### EXCERPT TO READ
-=-=-
Tuesday, July 29, 2008

Spengler on Resurrection

The inimitable Spengler reviews of Resurrection - The Power of God for Christians and Jews by Kevin J Madigan and Jon D Levenson:
Resurrection draws a red line from the earliest response to death in the Hebrew Bible, to the promise of resurrection in the flesh in the 2nd century BC Book of Daniel and in Christian doctrine. Madigan and Levenson show how basic to Jewish and Christian belief is the promise that a loving God will redeem his faithful from death, in the full unity of body and soul. This is the promise of redemption that has sustained Jews and Christians through the centuries, and given them a perception that their life in this world participates in eternal life. Thus they are alive even in death.
He also takes time to level a jolt of reality at contemporary secular materialism:
It is a conceit of modern materialism that identity no longer is social, but rather individual; we choose our pleasures, and, if the mood strikes us, shop for a religion the way we might choose a neighborhood. We fancy ourselves rational beings. If we are not quite beyond good and evil, for law and custom still discourage rapine and murder, we certainly are beyond sin and redemption, which we have replaced by stress and therapy.
-=-=-
### EXTRACTED INFORMATION

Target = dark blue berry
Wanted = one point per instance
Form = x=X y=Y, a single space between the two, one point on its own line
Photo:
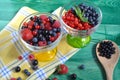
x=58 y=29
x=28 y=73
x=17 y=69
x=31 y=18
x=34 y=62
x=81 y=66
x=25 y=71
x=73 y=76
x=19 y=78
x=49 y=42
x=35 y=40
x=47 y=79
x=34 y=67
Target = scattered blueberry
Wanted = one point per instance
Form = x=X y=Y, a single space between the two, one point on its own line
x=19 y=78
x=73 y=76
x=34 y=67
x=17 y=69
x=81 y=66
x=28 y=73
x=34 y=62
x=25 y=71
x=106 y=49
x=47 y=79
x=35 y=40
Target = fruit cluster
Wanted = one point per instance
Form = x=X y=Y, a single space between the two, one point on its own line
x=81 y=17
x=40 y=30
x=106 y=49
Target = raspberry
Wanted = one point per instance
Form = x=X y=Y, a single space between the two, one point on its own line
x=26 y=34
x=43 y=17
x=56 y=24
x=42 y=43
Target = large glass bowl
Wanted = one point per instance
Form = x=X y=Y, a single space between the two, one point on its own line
-=-=-
### INSTRUCTIONS TO FOLLOW
Extend the blog post on Spengler's review of *Resurrection*, picking up right after its final paragraph on modern materialism.

### ANSWER FOR THIS EXERCISE
Modern materialism has weaned the industrial world off spiritual food, like the thrifty farmer who trained his donkey to eat less by reducing its rations each day. "Just when I got I had him trained to live on nothing," the farmer complained, "the donkey had to die!" Like the donkey, the modern world has died when its spiritual rations were cut to nothing. We refuse to acknowledge that our deepest needs are no different from those of Biblical man. We fail to nourish them and we die.
And he also notes what the Syrian Arabic poet 'Adonis' says about the despair of the Scimitar without hope of the Resurrection:
In a recent interview, he described the three hundred million Arabs as already an extinct people: "We have become extinct ... We have the masses of people, but a people becomes extinct when it no longer has a creative capacity, and the capacity to change its world ... The great Sumerians became extinct, the great Greeks became extinct, and the Pharaohs became extinct."
Madigan and Levenson's book seems a vital contribution. Spengler’s review as with all his work is worth the time to read.